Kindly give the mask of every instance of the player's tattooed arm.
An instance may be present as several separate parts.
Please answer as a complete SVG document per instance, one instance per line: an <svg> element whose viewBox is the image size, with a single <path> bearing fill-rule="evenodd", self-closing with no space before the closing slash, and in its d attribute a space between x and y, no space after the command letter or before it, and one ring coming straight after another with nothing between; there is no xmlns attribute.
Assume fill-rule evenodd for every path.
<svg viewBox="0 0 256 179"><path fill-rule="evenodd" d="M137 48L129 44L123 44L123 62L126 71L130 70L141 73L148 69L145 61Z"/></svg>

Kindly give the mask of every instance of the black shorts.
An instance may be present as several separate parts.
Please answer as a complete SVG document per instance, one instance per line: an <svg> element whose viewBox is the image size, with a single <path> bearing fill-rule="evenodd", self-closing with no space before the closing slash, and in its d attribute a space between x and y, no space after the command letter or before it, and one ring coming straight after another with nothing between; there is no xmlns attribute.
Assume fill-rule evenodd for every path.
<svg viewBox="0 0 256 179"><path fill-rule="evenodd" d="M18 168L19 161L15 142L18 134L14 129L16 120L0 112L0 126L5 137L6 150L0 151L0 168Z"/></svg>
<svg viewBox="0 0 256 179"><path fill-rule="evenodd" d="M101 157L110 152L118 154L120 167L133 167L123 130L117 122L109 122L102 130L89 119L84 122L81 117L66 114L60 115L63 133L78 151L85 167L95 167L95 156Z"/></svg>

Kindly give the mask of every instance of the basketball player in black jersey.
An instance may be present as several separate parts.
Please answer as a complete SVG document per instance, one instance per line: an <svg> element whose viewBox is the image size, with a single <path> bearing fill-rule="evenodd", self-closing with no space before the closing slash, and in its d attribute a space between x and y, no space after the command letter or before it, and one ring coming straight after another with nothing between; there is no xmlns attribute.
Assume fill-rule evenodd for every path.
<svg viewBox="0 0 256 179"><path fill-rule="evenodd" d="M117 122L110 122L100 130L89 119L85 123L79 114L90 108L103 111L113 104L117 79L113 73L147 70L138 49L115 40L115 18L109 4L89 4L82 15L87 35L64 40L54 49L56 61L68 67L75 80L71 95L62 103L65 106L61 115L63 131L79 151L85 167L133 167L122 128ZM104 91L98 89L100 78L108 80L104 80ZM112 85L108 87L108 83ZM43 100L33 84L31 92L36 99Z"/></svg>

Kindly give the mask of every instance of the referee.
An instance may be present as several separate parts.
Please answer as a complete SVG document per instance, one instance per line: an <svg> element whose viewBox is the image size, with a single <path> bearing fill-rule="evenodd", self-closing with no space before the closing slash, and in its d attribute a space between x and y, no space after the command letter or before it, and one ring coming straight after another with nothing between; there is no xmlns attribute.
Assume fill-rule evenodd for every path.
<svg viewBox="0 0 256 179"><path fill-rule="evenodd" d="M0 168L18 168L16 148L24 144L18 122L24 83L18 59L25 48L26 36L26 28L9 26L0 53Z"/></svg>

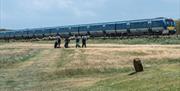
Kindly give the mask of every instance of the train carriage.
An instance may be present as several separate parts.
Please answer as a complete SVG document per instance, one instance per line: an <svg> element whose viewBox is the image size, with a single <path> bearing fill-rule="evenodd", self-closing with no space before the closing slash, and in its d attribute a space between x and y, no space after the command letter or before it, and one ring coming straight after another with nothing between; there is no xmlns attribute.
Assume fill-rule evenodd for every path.
<svg viewBox="0 0 180 91"><path fill-rule="evenodd" d="M97 24L97 25L91 25L89 27L89 32L92 36L100 37L104 35L104 27L102 24Z"/></svg>
<svg viewBox="0 0 180 91"><path fill-rule="evenodd" d="M60 34L61 37L73 35L91 35L94 37L136 36L136 35L172 35L176 33L175 22L169 18L153 18L130 21L116 21L94 24L69 25L49 28L23 29L0 32L0 38L48 37ZM3 36L3 37L2 37ZM22 36L22 37L20 37Z"/></svg>

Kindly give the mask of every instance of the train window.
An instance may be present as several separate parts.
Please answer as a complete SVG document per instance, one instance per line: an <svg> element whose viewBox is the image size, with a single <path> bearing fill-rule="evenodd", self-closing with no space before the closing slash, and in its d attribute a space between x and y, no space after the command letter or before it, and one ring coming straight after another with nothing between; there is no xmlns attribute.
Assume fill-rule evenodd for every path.
<svg viewBox="0 0 180 91"><path fill-rule="evenodd" d="M88 31L87 26L80 26L79 31Z"/></svg>
<svg viewBox="0 0 180 91"><path fill-rule="evenodd" d="M78 32L78 27L71 27L71 32Z"/></svg>
<svg viewBox="0 0 180 91"><path fill-rule="evenodd" d="M68 32L69 28L59 28L60 32Z"/></svg>
<svg viewBox="0 0 180 91"><path fill-rule="evenodd" d="M115 24L106 24L105 29L106 30L115 30Z"/></svg>
<svg viewBox="0 0 180 91"><path fill-rule="evenodd" d="M130 24L131 28L147 28L148 22L133 22Z"/></svg>
<svg viewBox="0 0 180 91"><path fill-rule="evenodd" d="M126 23L121 23L116 25L116 29L126 29L126 28L127 28Z"/></svg>
<svg viewBox="0 0 180 91"><path fill-rule="evenodd" d="M166 20L167 26L175 26L175 22L173 20Z"/></svg>
<svg viewBox="0 0 180 91"><path fill-rule="evenodd" d="M163 26L164 26L163 20L152 21L152 27L163 27Z"/></svg>
<svg viewBox="0 0 180 91"><path fill-rule="evenodd" d="M91 31L103 30L103 26L102 25L93 25L93 26L90 26L90 30Z"/></svg>

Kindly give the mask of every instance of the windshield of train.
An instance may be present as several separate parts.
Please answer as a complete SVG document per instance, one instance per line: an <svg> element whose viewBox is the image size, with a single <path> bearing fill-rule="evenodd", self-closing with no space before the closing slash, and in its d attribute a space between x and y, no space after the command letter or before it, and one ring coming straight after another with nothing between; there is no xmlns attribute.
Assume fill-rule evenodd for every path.
<svg viewBox="0 0 180 91"><path fill-rule="evenodd" d="M169 27L174 27L175 26L175 22L173 20L167 19L166 20L166 24Z"/></svg>

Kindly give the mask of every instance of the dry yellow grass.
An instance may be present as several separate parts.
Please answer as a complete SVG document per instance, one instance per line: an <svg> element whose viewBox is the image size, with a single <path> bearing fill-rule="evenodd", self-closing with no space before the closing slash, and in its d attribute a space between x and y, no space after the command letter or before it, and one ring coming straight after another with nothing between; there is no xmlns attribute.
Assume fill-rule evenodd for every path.
<svg viewBox="0 0 180 91"><path fill-rule="evenodd" d="M180 58L180 45L117 45L117 44L89 44L88 48L74 48L70 45L70 49L54 49L53 44L38 43L11 43L0 45L1 54L23 53L29 49L41 49L41 52L33 58L16 65L13 69L0 69L3 74L3 80L15 80L18 87L24 88L21 81L32 83L24 85L30 87L31 90L42 90L52 88L60 88L64 90L68 88L78 88L91 86L94 83L107 79L108 77L82 77L70 79L53 79L56 72L63 72L67 69L99 69L103 68L124 68L132 67L132 59L141 58L143 61L156 61L160 59ZM8 48L16 48L8 50ZM74 52L69 54L71 58L67 58L68 63L57 67L57 61L62 61L62 56L67 50ZM156 60L154 60L156 59ZM67 61L65 60L65 61ZM1 76L1 75L0 75ZM49 78L48 78L49 77ZM39 82L39 79L45 81ZM0 80L2 80L0 78ZM124 80L125 81L125 80ZM123 82L123 81L122 81ZM20 84L18 84L20 83ZM47 86L47 87L44 87ZM1 87L1 86L0 86ZM43 87L43 88L39 88ZM6 87L4 87L6 88ZM28 90L28 89L26 89Z"/></svg>

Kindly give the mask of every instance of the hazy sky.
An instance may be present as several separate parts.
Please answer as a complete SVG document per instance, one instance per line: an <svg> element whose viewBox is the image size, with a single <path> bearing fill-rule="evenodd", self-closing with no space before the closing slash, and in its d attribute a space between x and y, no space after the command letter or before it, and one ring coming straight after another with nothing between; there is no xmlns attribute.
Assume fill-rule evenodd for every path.
<svg viewBox="0 0 180 91"><path fill-rule="evenodd" d="M0 0L0 28L180 18L180 0Z"/></svg>

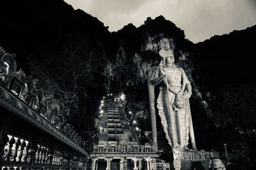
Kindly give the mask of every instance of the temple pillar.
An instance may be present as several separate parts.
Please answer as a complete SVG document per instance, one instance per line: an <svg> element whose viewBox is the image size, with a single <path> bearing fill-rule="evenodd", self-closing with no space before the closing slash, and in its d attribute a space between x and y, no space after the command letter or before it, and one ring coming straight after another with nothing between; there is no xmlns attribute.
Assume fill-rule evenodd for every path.
<svg viewBox="0 0 256 170"><path fill-rule="evenodd" d="M152 132L153 147L155 152L157 151L157 129L156 129L156 108L155 108L155 92L154 86L151 82L151 75L152 71L150 70L148 74L148 90L149 97L149 108L150 110L151 118L151 129Z"/></svg>
<svg viewBox="0 0 256 170"><path fill-rule="evenodd" d="M119 163L120 170L124 170L124 158L121 158Z"/></svg>
<svg viewBox="0 0 256 170"><path fill-rule="evenodd" d="M134 170L138 170L138 167L137 167L137 162L138 162L138 158L134 158L132 159L132 161L134 163Z"/></svg>
<svg viewBox="0 0 256 170"><path fill-rule="evenodd" d="M146 158L147 162L147 170L151 170L150 169L150 158Z"/></svg>
<svg viewBox="0 0 256 170"><path fill-rule="evenodd" d="M124 160L124 170L127 170L127 160L126 159Z"/></svg>
<svg viewBox="0 0 256 170"><path fill-rule="evenodd" d="M173 154L173 167L175 170L180 170L181 169L181 148L173 148L172 152Z"/></svg>
<svg viewBox="0 0 256 170"><path fill-rule="evenodd" d="M139 162L138 170L141 170L142 169L142 159L139 158L138 159L138 161Z"/></svg>
<svg viewBox="0 0 256 170"><path fill-rule="evenodd" d="M106 159L107 160L107 168L106 169L106 170L110 170L112 159L107 158Z"/></svg>
<svg viewBox="0 0 256 170"><path fill-rule="evenodd" d="M96 160L97 158L92 159L92 170L95 170Z"/></svg>
<svg viewBox="0 0 256 170"><path fill-rule="evenodd" d="M151 158L150 161L150 170L151 169L156 169L156 158Z"/></svg>

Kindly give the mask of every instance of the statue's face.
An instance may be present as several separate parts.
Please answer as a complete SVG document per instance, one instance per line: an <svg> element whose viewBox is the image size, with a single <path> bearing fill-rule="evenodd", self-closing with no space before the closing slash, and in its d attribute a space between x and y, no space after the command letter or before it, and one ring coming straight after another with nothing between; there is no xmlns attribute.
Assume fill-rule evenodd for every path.
<svg viewBox="0 0 256 170"><path fill-rule="evenodd" d="M170 55L166 57L166 65L173 65L174 64L174 56L173 55Z"/></svg>

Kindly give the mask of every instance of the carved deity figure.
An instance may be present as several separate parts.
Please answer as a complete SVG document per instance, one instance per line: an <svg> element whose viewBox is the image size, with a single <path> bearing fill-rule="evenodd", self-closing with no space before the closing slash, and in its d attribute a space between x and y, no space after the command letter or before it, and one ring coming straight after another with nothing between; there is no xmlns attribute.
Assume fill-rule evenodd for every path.
<svg viewBox="0 0 256 170"><path fill-rule="evenodd" d="M170 48L162 48L159 55L162 60L149 72L148 81L152 86L160 85L157 106L166 137L173 148L186 149L190 133L192 147L196 150L189 102L191 85L183 69L175 64L174 53ZM152 103L150 96L154 95L149 92Z"/></svg>

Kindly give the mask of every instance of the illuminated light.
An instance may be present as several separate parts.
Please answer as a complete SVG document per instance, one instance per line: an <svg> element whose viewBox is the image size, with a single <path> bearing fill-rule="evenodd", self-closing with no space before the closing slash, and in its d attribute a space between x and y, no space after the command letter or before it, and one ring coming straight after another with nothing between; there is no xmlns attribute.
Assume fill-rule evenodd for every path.
<svg viewBox="0 0 256 170"><path fill-rule="evenodd" d="M124 94L122 94L121 95L121 99L122 99L122 101L124 101L124 100L125 99L125 95L124 95Z"/></svg>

Given request:
How many lines of the records above contain the word "black"? Give only the number.

Task result:
2